** Start of Document section **
[CSUSB] >> [CompSci] >> /u/faculty/dick/cs320/sebesta/11

CS320 Data Abstraction

	http://www.csci.csusb.edu/dick/cs320/sebesta/11
	http://www.csci.csusb.edu/dick/cs320/sebesta/11.html

Access to FORTRAN

	All UNIX systems have a ready to use FORTRAN 77 compiler called
		f77
	The normal suffix is .f.  However Q/quickie doesn't know
	how to handle FORTRAN unless you say what to do in a Makefile.

Information on Ada

	The complete definition of Ada 83 -- the Language Reference
	Manual or LRM is on file at
		http://www.csci.csusb.edu/dick/cs320/ada/lrm
	Blaze has an Ada 83 compiler by using Q/quickie
		Q foo.ada
	for example and there are lots of samples in
		http://www.csci.csusb.edu/dick/cs320/ada
	Blaze doesn't have Netscape but you can use
		lynx  http://www.csci.csusb.edu/dick/cs320/ada
	to look at the programs (use arrow keys to high-light a file
	and tap Return/Enter key) and to download them
	(select file name and tap the letter 'd' and tap Return/Enter
	 twice).  Tap capital letter Q to quit.

Review Exercises in Chapter 11

	The answers to the Review questions are (hidden?) in the
	chapter so I *do* expect you to know the answers *even*
	if they are about a language you have never used!

	Review Question 13 is highly ambiguous.  You can substitute
	any or all of the following:
	13a.  How does a programmer define a new class of objects in
		C++.

	13b.  How does a program create a new object with a given class
		in C++.

	13c.  How do you declare an object as a member of a C++ class
		that occurs once in the class and is shared by all
		objects of that class?

Problems in Chapter 11

	I do not expect you to do problems 3, 6, 7, & 8 since they are about 
	FORTRAN or modula-2.  I don't plan to set Problems 11,12, 13, 15 
	since they involve implementing a data type that not all people 
	will have met before.  They can be attempted for homework however 
	if you already know what a queue, matrix, or complex number is.


Notes for chapter 11 of Sebesta.

	In a programming language you need to define:
		The syntax of the values and operations.
			XBNF/EBNF/BNF works well.
		The semantics of values and operations that are available
			Map values into known mathematical values
			Map operations into mathematical functions/operators
			The assumptions that are made in the mathematics.
			Any exceptions in the operations that can occur
				(dividing by zero)

	This permits you to work out an IMPLEMENTATION
	and show that it FITS the abstract form.
			See later in chapter 11 for languages that a
			let the programmer can do this.

	A data type is useful because it has 
		A set of values
		A set operations, functions,procedures, constants,...
		A set of assumptions.
		An associated abstract mathematical meaning.

	But to be able to use a data type in a language we need
		A particular implementation (which is usually imperfect).

	Do not confuse the particular implementation
		with the idea it implements.

	For example: The natural numbers
		Has values: 1,2,3,4,...
		Has operations: +*-/,...
		Has assumptions: a+b=b+a,...
		Has a set theory model: 0={}, 1= {0}, 2={0,1}, 3={0,1,2},...
	The assumptions give one form of meaning 
		(called axiomatic semantics) and
	the mathematical model gives another(denotational semantics).

	In C we use either unsigned or int when we need the natural numbers.
		The implementation is incomplete!

	A sample of a definition of a data type is at the end of these
	notes.
** End of Document section **
*Instructions*.
1. According to the CS320 data abstraction notes, what is the ready-to-use FORTRAN 77 compiler on all UNIX systems called?
2. In the CS320 data abstraction notes, why won't Problems 11, 12, 13, and 15 be set, and when can they still be attempted?
3. Return the passage of the CS320 data abstraction notes starting with "A data type is useful" and going on through "Has values: 1,2,3,4,...", unchanged.
** Start of Information provided **
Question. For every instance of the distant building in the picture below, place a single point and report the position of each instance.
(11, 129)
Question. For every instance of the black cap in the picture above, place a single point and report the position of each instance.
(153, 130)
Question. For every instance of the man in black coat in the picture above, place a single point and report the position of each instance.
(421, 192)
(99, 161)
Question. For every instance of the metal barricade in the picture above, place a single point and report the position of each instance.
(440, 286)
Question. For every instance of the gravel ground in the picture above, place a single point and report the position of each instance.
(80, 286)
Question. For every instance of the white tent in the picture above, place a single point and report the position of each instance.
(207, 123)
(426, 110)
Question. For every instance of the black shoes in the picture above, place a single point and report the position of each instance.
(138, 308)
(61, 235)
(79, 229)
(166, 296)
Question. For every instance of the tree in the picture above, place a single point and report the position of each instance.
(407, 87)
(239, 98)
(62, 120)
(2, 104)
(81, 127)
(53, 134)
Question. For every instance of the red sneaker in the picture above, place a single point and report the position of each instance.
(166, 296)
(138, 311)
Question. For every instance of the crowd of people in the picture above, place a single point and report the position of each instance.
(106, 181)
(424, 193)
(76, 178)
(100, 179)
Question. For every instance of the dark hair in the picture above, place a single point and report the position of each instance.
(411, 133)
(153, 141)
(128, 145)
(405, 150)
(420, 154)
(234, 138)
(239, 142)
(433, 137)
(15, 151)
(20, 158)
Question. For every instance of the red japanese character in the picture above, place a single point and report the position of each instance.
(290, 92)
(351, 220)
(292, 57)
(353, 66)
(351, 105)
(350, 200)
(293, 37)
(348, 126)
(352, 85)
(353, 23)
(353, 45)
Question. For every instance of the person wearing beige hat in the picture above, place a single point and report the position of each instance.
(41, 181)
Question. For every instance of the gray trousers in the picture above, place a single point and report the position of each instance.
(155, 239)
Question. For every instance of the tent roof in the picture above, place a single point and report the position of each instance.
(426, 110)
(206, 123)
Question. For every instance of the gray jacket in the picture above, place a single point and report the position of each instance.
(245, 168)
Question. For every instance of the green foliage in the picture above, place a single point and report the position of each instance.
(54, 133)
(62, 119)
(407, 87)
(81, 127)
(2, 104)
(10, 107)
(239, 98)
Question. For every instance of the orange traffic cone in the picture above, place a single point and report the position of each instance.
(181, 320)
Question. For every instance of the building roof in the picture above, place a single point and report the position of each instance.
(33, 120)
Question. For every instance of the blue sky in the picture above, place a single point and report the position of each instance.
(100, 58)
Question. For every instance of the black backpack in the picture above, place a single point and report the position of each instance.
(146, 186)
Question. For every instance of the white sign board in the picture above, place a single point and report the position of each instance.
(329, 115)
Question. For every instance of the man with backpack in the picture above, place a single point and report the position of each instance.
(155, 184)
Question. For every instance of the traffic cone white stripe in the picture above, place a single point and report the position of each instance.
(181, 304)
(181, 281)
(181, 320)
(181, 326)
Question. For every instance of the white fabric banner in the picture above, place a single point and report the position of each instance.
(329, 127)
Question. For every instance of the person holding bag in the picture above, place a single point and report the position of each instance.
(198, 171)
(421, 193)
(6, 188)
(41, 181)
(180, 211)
** End of Information provided **
*Answers for the exercise*.
1. f77

2. They won't be set because they involve implementing a data type that not everyone will have met before. They can still be attempted for homework if you already know what a queue, matrix, or complex number is.

3.
A data type is useful because it has 
		A set of values
		A set operations, functions,procedures, constants,...
		A set of assumptions.
		An associated abstract mathematical meaning.

	But to be able to use a data type in a language we need
		A particular implementation (which is usually imperfect).

	Do not confuse the particular implementation
		with the idea it implements.

	For example: The natural numbers
		Has values: 1,2,3,4,...